_What you have to do_
Starting at the first line of the data and ending with the line that contains "negative clicks: (66, 379) (51, 147)", present those lines alone as a numbered list, omitting any blank lines.

_Data supplied_
━━━━━━━━

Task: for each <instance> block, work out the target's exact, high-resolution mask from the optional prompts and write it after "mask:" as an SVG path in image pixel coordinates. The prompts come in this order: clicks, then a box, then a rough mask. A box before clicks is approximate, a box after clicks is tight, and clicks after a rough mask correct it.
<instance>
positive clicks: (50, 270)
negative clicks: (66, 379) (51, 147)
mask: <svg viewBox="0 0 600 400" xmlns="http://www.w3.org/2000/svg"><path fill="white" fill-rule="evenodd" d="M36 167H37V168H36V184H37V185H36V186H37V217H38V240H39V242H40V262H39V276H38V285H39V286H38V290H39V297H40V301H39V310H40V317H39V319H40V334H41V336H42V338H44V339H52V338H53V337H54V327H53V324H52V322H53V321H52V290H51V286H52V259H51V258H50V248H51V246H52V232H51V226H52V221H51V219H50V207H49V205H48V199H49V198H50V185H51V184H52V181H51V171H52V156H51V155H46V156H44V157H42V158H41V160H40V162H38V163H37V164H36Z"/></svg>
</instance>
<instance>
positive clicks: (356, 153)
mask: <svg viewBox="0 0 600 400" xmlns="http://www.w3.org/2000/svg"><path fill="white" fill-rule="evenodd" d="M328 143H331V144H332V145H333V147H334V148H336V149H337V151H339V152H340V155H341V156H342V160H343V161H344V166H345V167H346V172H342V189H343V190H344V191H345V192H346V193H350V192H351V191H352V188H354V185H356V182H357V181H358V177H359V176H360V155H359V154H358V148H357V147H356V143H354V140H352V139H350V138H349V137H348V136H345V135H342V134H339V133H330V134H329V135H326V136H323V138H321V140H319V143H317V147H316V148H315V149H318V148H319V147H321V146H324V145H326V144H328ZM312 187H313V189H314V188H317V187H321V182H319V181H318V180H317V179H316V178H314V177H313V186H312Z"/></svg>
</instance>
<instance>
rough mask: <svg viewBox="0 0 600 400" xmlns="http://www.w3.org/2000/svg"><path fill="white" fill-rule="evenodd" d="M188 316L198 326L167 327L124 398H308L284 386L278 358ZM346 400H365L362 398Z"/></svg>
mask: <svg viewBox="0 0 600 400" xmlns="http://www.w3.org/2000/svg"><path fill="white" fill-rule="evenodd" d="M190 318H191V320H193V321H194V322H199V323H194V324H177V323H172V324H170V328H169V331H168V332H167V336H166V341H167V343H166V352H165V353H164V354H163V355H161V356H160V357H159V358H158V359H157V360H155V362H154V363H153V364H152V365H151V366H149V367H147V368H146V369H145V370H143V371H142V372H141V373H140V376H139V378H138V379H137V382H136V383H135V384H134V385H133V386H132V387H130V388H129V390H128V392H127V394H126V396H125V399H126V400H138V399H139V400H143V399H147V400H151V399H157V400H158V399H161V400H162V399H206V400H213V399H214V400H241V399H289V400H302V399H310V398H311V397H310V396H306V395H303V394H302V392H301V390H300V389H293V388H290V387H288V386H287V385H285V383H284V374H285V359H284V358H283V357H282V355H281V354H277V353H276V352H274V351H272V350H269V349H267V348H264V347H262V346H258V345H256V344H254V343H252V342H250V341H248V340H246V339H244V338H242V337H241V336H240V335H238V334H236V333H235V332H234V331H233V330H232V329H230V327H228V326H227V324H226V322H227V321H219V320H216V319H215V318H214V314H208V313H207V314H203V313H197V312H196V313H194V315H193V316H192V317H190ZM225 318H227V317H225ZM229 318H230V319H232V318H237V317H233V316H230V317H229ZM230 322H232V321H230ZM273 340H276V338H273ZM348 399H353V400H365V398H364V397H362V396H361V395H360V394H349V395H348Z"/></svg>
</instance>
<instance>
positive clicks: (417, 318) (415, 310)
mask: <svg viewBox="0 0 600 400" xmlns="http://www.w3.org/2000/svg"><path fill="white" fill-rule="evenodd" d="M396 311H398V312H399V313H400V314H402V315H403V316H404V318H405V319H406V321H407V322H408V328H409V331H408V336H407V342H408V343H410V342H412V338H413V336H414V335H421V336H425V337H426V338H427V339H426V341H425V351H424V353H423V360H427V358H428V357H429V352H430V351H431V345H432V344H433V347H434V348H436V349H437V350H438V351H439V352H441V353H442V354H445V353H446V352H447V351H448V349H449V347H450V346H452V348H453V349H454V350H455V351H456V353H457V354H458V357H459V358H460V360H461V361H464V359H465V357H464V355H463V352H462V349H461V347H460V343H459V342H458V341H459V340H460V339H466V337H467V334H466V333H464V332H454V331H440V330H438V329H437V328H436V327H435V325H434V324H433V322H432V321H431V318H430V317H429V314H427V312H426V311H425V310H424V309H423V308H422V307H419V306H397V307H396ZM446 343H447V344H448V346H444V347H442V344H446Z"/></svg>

━━━━━━━━

_Task result_
1. Task: for each <instance> block, work out the target's exact, high-resolution mask from the optional prompts and write it after "mask:" as an SVG path in image pixel coordinates. The prompts come in this order: clicks, then a box, then a rough mask. A box before clicks is approximate, a box after clicks is tight, and clicks after a rough mask correct it.
2. <instance>
3. positive clicks: (50, 270)
4. negative clicks: (66, 379) (51, 147)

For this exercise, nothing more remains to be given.